TASK OBJECTIVE
Count the lines of the records below that contain the string "yellow". Case counts. Reply with the number alone.

DATA SUPPLIED
◇ ◇ ◇
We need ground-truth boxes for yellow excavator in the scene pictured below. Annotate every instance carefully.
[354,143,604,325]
◇ ◇ ◇
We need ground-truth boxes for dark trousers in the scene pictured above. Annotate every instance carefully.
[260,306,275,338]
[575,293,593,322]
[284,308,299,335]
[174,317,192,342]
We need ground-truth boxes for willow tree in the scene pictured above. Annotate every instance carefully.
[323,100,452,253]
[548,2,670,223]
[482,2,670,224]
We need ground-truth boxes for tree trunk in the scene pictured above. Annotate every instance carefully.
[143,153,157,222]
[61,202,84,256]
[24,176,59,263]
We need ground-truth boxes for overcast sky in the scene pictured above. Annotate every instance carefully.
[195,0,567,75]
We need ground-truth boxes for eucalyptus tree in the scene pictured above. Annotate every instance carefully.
◇ ◇ ◇
TASK RESULT
1